⟨
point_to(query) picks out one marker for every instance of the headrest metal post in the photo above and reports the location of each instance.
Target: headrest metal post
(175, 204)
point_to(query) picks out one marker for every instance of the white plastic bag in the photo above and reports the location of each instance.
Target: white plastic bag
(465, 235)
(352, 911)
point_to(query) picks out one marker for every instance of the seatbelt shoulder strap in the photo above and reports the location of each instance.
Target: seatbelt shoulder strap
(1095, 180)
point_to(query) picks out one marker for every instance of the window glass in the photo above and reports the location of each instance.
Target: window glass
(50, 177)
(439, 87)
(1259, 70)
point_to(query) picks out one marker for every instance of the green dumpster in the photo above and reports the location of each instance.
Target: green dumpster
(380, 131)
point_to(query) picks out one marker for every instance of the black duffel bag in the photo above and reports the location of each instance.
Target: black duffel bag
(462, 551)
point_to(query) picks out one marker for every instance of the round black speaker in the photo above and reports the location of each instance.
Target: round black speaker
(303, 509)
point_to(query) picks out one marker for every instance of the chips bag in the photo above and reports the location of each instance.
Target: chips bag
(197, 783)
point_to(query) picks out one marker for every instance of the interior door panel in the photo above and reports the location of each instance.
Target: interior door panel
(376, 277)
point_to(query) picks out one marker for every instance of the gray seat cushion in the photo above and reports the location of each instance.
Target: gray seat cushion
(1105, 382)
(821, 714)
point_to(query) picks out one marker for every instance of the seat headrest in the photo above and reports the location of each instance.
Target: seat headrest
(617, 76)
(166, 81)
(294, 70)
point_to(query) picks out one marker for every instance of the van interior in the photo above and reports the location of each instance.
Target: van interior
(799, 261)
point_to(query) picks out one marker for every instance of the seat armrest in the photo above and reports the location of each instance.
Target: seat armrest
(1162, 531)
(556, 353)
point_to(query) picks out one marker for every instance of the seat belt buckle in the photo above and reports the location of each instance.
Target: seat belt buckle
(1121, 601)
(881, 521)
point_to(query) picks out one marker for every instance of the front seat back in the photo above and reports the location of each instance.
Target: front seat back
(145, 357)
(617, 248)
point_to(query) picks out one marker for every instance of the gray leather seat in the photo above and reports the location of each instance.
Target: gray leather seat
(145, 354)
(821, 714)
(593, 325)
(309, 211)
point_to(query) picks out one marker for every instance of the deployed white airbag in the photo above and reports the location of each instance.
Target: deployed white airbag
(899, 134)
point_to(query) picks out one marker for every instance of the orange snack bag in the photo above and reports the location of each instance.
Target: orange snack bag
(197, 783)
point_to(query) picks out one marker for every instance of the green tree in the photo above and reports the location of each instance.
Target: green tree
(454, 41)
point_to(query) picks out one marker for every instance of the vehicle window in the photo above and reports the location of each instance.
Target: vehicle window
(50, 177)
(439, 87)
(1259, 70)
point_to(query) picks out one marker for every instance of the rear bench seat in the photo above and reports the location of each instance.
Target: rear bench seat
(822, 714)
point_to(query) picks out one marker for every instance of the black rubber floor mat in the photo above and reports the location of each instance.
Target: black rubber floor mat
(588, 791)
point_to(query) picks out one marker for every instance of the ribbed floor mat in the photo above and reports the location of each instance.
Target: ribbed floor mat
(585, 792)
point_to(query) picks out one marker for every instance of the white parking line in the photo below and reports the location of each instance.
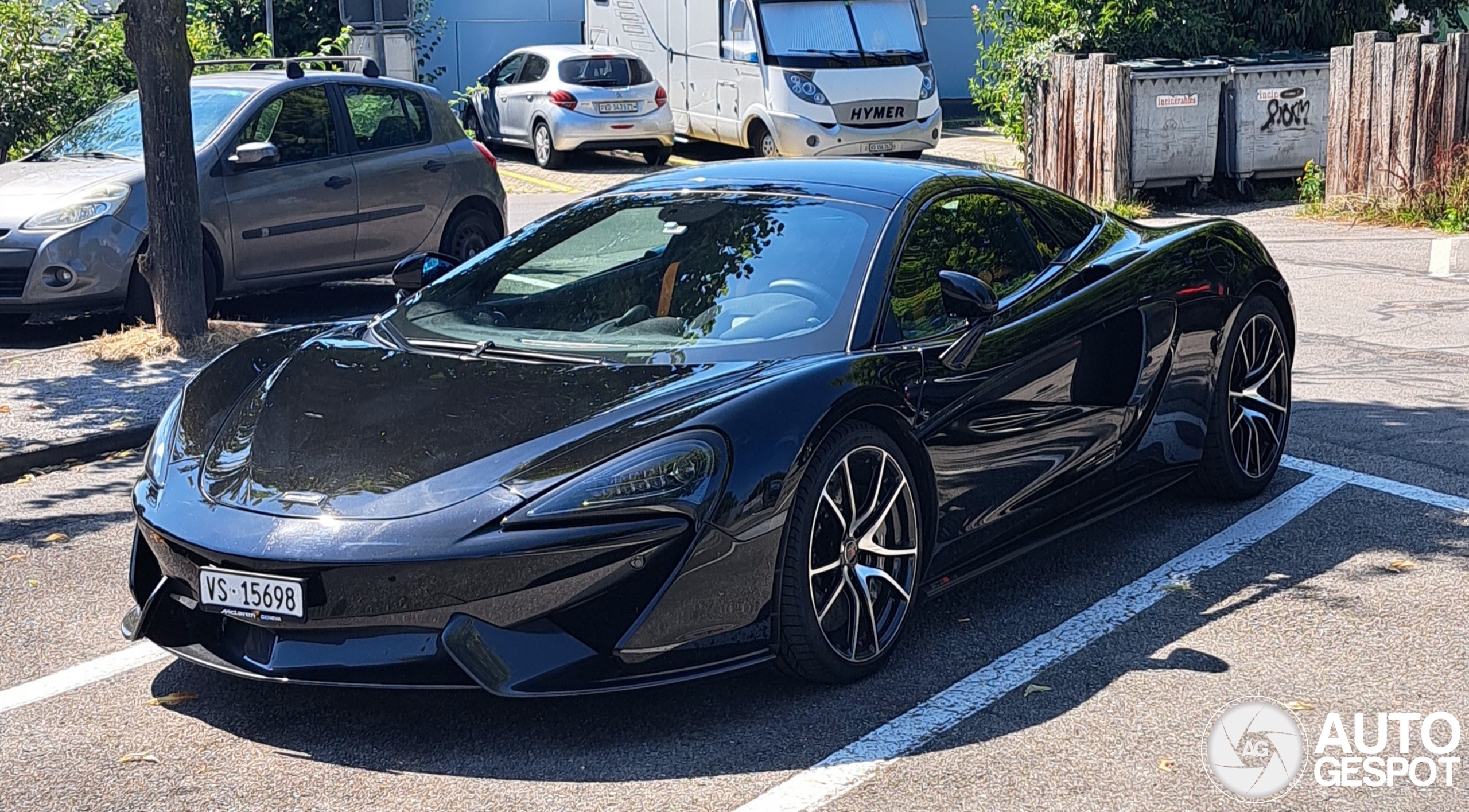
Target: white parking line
(1378, 484)
(78, 676)
(858, 761)
(844, 770)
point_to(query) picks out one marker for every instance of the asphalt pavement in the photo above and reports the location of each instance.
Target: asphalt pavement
(1079, 677)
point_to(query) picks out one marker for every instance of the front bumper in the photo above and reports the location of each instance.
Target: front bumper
(554, 611)
(99, 254)
(794, 137)
(572, 130)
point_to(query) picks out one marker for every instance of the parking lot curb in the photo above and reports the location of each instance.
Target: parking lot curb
(14, 466)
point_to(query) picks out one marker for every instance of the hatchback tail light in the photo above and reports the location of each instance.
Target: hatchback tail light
(489, 156)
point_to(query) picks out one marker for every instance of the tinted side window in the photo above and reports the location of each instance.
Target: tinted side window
(535, 69)
(381, 119)
(507, 69)
(297, 122)
(976, 234)
(1068, 219)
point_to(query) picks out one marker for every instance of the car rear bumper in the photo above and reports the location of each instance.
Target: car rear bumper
(98, 254)
(572, 130)
(794, 137)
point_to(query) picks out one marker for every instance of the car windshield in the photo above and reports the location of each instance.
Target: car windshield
(604, 71)
(660, 278)
(823, 27)
(116, 128)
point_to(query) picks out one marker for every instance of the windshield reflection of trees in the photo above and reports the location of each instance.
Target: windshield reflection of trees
(722, 240)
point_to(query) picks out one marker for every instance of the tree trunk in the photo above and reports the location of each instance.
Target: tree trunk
(158, 45)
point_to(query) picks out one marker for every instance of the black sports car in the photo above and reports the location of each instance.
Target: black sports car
(712, 417)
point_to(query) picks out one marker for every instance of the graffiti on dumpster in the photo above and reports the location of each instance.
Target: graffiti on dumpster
(1286, 109)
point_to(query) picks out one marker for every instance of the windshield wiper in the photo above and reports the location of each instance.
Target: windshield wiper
(840, 55)
(479, 350)
(102, 154)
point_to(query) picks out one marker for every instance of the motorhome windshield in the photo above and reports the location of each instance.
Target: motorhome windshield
(848, 33)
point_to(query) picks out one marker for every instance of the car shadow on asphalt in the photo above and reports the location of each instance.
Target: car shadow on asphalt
(763, 721)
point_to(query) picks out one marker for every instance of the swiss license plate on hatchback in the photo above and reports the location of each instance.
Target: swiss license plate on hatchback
(248, 595)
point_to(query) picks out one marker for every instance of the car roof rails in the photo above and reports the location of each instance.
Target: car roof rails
(294, 64)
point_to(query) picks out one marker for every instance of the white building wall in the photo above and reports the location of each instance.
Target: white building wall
(482, 32)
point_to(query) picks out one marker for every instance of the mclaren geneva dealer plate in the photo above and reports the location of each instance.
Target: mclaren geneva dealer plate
(250, 595)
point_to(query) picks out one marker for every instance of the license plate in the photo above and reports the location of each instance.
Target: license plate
(250, 595)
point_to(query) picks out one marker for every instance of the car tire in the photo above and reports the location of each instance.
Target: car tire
(761, 141)
(544, 147)
(1249, 414)
(468, 234)
(657, 156)
(823, 632)
(138, 303)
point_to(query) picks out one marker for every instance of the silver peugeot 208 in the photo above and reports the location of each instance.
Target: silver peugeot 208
(557, 99)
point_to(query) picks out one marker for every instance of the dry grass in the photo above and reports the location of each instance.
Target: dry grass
(145, 343)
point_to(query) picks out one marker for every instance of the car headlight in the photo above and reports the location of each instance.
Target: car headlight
(679, 475)
(804, 88)
(88, 204)
(159, 454)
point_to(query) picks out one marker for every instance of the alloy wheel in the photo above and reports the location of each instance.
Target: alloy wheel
(864, 554)
(1260, 395)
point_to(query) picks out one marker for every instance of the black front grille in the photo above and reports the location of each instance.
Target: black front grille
(12, 281)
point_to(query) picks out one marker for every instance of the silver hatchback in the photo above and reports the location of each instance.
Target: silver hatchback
(555, 99)
(305, 177)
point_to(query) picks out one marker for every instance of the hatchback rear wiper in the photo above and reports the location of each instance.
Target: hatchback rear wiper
(479, 350)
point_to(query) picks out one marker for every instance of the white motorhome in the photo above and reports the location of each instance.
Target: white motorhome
(786, 77)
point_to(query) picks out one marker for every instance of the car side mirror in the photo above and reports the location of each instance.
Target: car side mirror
(966, 297)
(416, 271)
(255, 154)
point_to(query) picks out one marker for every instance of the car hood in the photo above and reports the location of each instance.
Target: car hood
(349, 428)
(30, 187)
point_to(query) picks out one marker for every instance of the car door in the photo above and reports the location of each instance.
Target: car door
(1020, 421)
(300, 213)
(506, 78)
(522, 95)
(403, 174)
(503, 72)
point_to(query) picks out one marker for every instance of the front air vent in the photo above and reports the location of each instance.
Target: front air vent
(12, 281)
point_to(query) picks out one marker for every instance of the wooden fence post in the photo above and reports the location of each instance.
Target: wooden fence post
(1339, 112)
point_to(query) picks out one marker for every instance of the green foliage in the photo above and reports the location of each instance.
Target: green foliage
(1017, 36)
(1440, 204)
(56, 65)
(300, 25)
(1312, 184)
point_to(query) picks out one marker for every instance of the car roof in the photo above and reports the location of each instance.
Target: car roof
(557, 53)
(864, 180)
(262, 80)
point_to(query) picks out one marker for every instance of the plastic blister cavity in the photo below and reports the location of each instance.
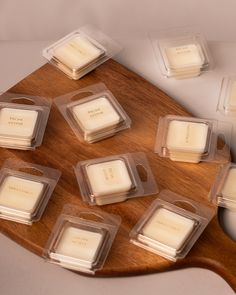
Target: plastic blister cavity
(94, 117)
(81, 51)
(23, 120)
(81, 239)
(181, 53)
(115, 178)
(189, 139)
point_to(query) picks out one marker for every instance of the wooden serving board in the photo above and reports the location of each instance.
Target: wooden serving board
(144, 103)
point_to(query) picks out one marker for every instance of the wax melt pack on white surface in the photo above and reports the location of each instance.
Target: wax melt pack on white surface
(81, 51)
(181, 53)
(23, 120)
(94, 117)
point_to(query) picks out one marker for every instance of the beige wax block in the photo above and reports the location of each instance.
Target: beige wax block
(109, 178)
(18, 123)
(229, 188)
(77, 52)
(188, 55)
(231, 100)
(19, 194)
(168, 228)
(186, 157)
(187, 136)
(96, 115)
(79, 244)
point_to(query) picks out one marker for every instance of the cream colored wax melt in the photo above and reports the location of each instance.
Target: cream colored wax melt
(108, 178)
(184, 61)
(95, 115)
(77, 244)
(230, 104)
(167, 231)
(19, 196)
(186, 141)
(77, 52)
(229, 189)
(17, 126)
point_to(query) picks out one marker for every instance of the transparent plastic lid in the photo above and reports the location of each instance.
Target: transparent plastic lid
(189, 139)
(171, 225)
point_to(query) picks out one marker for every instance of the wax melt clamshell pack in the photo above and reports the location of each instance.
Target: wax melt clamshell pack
(81, 51)
(223, 191)
(25, 189)
(181, 53)
(81, 239)
(94, 117)
(115, 178)
(189, 139)
(171, 225)
(23, 119)
(227, 97)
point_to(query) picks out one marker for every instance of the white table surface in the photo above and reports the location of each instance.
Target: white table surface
(22, 272)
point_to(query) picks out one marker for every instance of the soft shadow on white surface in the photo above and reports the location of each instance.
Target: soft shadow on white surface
(24, 273)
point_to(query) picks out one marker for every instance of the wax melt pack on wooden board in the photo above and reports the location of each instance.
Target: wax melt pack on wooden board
(144, 104)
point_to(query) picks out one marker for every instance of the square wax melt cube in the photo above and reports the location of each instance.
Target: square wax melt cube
(228, 191)
(77, 52)
(167, 231)
(96, 115)
(185, 57)
(186, 141)
(20, 196)
(230, 101)
(78, 247)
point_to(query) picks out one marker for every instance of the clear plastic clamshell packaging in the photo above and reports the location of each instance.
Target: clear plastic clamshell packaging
(94, 117)
(81, 51)
(181, 53)
(23, 119)
(171, 225)
(227, 97)
(25, 190)
(115, 178)
(223, 191)
(81, 239)
(189, 139)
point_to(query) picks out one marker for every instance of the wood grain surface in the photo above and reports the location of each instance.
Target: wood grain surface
⟩
### Challenge
Convert the material between the line containing "the black sports" and the line containing "(1286, 109)", inclusive, into a Markdown table with the columns Row and Line. Number each row and leave out any blank lines.

### Result of the task
| Row | Line |
|---|---|
| 1 | point_to(query) picks out one marker for every instance of the black sports car in the photo above and reports the location of each instance. |
| 2 | Target: black sports car |
| 3 | (712, 417) |
| 4 | point_to(query) picks out one marker for every instance of the graffiti on dumpster in the photo above and reports the location of each instance. |
| 5 | Target: graffiti on dumpster |
| 6 | (1286, 109) |